** DATASET CONTENT follows **

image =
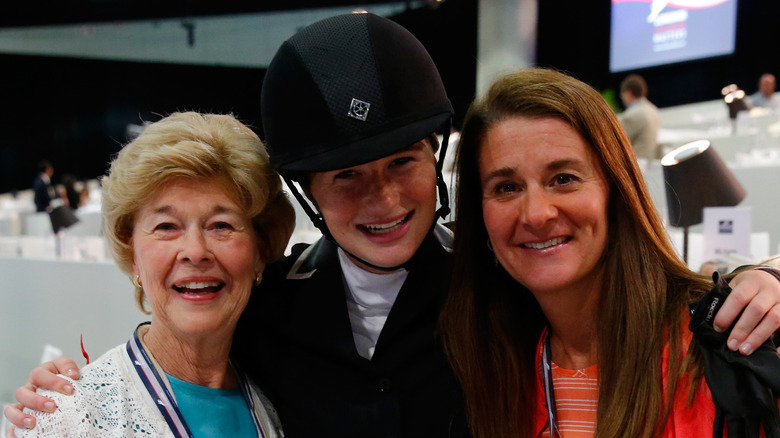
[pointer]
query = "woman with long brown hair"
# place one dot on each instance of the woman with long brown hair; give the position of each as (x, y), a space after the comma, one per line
(564, 273)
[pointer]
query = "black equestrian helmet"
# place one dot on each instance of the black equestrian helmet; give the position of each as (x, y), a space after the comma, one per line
(348, 90)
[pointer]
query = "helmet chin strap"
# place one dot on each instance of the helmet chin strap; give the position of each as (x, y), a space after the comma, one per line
(442, 212)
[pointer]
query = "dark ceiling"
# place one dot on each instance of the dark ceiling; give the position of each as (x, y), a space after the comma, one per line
(47, 12)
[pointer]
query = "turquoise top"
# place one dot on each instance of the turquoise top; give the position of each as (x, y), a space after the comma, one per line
(212, 412)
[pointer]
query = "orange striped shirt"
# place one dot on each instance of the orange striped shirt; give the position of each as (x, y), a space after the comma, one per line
(576, 401)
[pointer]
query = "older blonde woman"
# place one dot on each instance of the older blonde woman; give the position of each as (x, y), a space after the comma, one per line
(192, 213)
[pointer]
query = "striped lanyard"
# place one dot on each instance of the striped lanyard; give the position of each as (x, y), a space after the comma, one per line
(155, 385)
(549, 395)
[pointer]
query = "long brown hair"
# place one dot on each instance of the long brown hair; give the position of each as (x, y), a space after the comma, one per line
(491, 324)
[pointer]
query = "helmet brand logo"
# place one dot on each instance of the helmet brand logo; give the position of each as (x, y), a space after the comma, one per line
(358, 109)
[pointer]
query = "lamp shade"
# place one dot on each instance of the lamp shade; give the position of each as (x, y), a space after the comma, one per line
(695, 178)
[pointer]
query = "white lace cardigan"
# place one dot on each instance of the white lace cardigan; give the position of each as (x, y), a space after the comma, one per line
(110, 400)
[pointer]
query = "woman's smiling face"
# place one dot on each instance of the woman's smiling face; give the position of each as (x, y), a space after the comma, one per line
(544, 202)
(382, 210)
(197, 257)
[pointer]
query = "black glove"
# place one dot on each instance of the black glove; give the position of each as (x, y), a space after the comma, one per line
(744, 388)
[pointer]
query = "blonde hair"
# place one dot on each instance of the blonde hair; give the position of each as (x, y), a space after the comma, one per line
(200, 146)
(491, 325)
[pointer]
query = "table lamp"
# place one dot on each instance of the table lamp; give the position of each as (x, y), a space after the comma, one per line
(695, 178)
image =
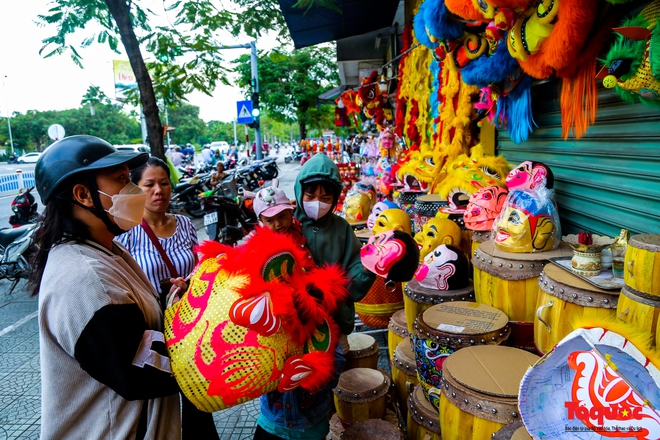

** End of DATASET CONTENT **

EXERCISE PROMPT:
The answer must be an exact reproduction of the records, with every picture left out.

ANSWER SPACE:
image =
[pointer]
query = "woman with long brown hair"
# place one dot on each instance of the woman with long brown hair; give the position of each as (x, y), a space after the comma, one per line
(564, 273)
[pointer]
query = "black equestrian helmet"
# place one dot on each instance of the black equestrian helmet; give the position of each as (x, y), a space after the comma, one per line
(348, 90)
[pointer]
query = "helmet chin strap"
# place one dot on each instance of the helmet chin strap; give the position of each as (x, y), a space after the comma, one per line
(442, 212)
[pointer]
query = "dark ceiling"
# place one dot on each instance of the dark ceiling; give the position of each as (x, y), a space after the comma, one per line
(47, 12)
[pointer]
query = "turquoise top"
# place one dot on each instance of the turquoise top; give the position of each as (x, y), a space after the comma, one per line
(212, 412)
[pointer]
query = "orange striped shirt"
# place one dot on each instance of the orange striped shirt; give the position of each as (x, y), a space after the comma, one per line
(576, 401)
[pointer]
query = "older blonde woman"
# place one dot on each instance of the older blonde woman; give the position of each as (x, y), a space after the comma, one per line
(192, 213)
[pointer]
query = "striped lanyard"
# place one dot on each instance of the striped lanyard; give the position of each as (x, y), a space after the comma, one per line
(155, 385)
(549, 395)
[pointer]
query = "long brown hair"
# place one dot on each instance of the long brown hair; give the position of each as (x, y), a space after the comma, one per line
(491, 324)
[pointer]
query = "helmet brand logo"
# place one dot on each instance of the helmet brand logo; give the position of each as (x, y), a space after the comma, one per line
(358, 109)
[pointer]
query = "lamp shade"
# place one dot on each instance of the lamp shade; give the position of each as (x, y), a space after the comma, one per line
(695, 178)
[pointer]
query = "white lace cardigan"
# place one dot on each instance of the white lace cardigan; give the position of each as (x, y), a space after the comma, one per line
(110, 400)
[pointer]
query = "woman's smiling face"
# place one dot on each instance of the woman's smiling face; give the position of each as (x, y), a space after the comma, one per line
(544, 202)
(382, 210)
(197, 257)
[pointer]
query = "black glove"
# place one dot on each instance of the black glove; give the position of each as (x, y), a space after the comma, one per line
(744, 388)
[pointer]
query = "blonde hair"
# place one dot on each instance of the blonde hair; give the position of each as (x, y), a space after the comma, one per line
(200, 146)
(491, 325)
[pointer]
query = "table lamp"
# place one dot on each instance of the table lamp; give the position of each as (x, y), a space after the comma, one per line
(695, 178)
image =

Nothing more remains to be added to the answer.